**DATA ROWS:**

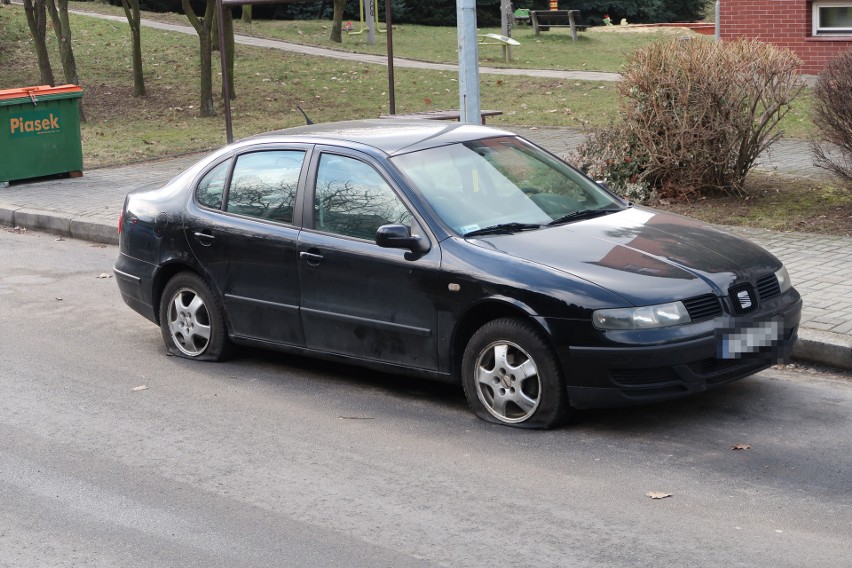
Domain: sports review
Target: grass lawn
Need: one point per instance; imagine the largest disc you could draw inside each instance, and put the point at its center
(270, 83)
--
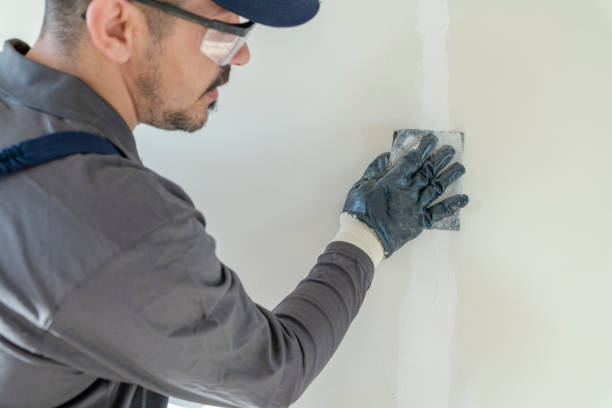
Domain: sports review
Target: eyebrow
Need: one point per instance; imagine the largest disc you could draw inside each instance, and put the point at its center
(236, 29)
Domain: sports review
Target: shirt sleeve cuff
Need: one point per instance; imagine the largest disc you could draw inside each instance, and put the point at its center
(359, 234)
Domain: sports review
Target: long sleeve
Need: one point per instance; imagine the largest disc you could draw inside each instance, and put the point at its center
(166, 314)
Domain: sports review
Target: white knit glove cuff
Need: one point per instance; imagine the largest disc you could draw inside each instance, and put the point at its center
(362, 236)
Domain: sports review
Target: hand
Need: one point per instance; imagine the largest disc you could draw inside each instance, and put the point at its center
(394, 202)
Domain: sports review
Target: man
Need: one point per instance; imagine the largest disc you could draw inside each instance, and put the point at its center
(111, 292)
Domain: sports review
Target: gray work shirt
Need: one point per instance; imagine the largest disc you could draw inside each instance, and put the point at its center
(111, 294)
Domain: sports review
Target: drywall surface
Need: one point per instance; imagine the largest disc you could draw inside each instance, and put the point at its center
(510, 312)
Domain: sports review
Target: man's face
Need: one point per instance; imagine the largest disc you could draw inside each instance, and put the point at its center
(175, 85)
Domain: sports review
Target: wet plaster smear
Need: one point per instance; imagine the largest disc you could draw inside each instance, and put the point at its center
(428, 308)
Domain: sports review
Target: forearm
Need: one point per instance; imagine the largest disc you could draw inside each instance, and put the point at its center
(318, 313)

**WRITTEN PROBLEM:** Count the lines in the material above that contain the string "sleeve", and reply with the number alone.

**WORKED SOLUTION:** 2